▸ **WRITTEN PROBLEM 1**:
In the passage about FEMA and the Iran-Contra affair, who was named chairman of the Special Situations Group in early 1982?
▸ **WRITTEN PROBLEM 2**:
Repeat word for word the part of the passage about FEMA and the Iran-Contra affair that runs from "Bush was at" to "Bush as chairman.".
=== EXTRACT TO READ ===
A preview of FEMA dictatorship can be found in the Iran-Contra affair. One
of the key components of the FEMA apparatus is a group of 100 persons it
has positioned throughout the government bureaucracy. Known as the
"continuity of government" (COG) structure, these 100 individuals are
charged with running government departments in times of crisis. One member
of this group was none other than Oliver North -- whom President Bush
called a "national hero."
Bush was at the center of both the Iran-Contra fiasco, and the broader
FEMA-linked crisis management apparatus set up during the Reagan years. In
early 1982, Reagan created the Special Situations Group (SSG), designating
Vice President Bush as chairman.
In May 1982, the Reagan administration is sued a memorandum which announced
that the SSG "is charged, _inter alia_ with formulating plans in
anticipation of crisis. In order to facilitate this crisis pre-planned
responsibility, a Standing Crisis Pre-Planning Group (CPPG) is hereby
established."
North was assigned to the CPPG -- and later helped to write the 1984 "Rex"
exercise for police-state rule in the United States.
Through an outgrowth of this structure, the Iran-Contra controllers wielded
extraordinary power and ran various foreign and domestic initiates,
including the overthrow of President Ferdinand Marcos of the Philippines
through what became the Project Democracy apparatus, the Iran-Contra
affair, and the government's effort to jail Lyndon LaRouche, who was
rightly seen as a major threat to the FEMA network's "government by fiat"
scheme. (As EIR has previously reported, Buster Horton, the foreman of the
jury which found LaRouche guilty on trumped-up charges in December 1988,
belonged to the same 100-man COG structure as North.)
On July 22, 1982, President Reagan issued his National Security Decision
Directive 47 to complement the operations of the SSG and CPPG. Titled
"Emergency Mobilization Preparedness," NSDD 47 defined the responsibilities
of federal departments and branches of the U.S. government to respond to a
national security crisis or domestic emergency. The president charged the
Emergency Mobilization Preparedness Board with implementing the programs
detailed in the directive, which included a restriction of civil rights,
bordering on explicit police-state measures (see accompanying article --
"12656.TXT").
=== DATA SECTION ===
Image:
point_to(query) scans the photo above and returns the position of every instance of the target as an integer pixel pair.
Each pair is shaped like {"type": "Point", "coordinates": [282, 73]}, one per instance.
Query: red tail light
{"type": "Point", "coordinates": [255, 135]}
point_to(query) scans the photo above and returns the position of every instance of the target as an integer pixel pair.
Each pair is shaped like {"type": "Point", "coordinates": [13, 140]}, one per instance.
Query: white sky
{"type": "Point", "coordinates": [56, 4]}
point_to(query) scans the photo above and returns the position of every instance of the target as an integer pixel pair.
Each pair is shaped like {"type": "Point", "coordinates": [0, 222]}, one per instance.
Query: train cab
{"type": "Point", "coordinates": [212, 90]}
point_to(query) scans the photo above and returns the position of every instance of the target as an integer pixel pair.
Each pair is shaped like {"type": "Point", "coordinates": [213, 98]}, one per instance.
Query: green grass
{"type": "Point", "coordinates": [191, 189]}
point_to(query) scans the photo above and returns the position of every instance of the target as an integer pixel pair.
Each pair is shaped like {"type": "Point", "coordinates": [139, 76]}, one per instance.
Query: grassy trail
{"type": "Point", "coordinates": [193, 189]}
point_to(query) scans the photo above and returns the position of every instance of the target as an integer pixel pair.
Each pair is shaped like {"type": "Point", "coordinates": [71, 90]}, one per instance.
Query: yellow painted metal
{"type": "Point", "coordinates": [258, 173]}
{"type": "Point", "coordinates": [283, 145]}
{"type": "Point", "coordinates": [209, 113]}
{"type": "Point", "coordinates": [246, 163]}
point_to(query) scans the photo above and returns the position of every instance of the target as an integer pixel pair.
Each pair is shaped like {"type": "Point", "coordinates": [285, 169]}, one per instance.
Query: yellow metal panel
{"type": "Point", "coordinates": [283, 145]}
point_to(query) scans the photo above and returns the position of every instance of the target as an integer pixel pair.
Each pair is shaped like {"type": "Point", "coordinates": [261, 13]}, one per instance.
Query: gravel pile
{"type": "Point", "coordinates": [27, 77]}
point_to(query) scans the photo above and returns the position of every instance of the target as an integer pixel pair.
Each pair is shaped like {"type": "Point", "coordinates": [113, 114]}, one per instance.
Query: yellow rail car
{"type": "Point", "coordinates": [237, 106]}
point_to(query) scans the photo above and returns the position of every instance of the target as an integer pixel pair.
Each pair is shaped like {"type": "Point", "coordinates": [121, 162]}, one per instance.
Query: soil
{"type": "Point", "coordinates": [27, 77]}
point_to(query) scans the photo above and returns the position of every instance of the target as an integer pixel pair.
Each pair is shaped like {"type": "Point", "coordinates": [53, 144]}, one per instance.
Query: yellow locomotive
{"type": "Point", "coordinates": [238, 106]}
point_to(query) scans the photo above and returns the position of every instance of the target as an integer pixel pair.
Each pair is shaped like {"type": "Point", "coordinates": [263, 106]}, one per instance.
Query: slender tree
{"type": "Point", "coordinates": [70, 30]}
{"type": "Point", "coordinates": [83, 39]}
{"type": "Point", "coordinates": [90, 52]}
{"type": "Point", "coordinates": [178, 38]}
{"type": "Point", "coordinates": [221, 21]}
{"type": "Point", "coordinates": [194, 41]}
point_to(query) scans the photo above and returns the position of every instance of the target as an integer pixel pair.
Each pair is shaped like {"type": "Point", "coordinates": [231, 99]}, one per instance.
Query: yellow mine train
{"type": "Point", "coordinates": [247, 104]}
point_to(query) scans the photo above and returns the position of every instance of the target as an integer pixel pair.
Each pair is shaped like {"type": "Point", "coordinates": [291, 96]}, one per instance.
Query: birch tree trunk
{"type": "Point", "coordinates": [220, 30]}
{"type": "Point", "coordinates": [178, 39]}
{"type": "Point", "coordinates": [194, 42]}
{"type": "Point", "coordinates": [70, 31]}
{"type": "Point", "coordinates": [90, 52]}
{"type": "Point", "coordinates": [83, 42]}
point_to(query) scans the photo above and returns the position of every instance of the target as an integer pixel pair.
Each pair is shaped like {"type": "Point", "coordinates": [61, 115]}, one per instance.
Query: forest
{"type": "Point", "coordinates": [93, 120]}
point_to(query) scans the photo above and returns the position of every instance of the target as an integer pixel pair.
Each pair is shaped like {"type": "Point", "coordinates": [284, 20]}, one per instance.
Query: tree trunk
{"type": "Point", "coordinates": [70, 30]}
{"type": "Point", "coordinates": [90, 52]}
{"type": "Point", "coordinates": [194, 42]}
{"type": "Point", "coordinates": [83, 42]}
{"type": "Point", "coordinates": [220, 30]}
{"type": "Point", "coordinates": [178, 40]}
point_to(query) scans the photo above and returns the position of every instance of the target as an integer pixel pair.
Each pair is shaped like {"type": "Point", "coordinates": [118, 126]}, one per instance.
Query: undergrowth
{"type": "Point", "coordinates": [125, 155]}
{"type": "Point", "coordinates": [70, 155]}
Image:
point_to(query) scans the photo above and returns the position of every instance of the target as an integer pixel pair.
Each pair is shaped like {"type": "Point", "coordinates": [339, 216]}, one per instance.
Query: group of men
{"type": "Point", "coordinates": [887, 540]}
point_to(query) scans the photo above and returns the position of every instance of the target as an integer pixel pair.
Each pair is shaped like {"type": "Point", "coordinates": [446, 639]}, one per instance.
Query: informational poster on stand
===
▸ **EXERCISE OUTPUT 1**:
Vice President Bush.

▸ **EXERCISE OUTPUT 2**:
Bush was at the center of both the Iran-Contra fiasco, and the broader
FEMA-linked crisis management apparatus set up during the Reagan years. In
early 1982, Reagan created the Special Situations Group (SSG), designating
Vice President Bush as chairman.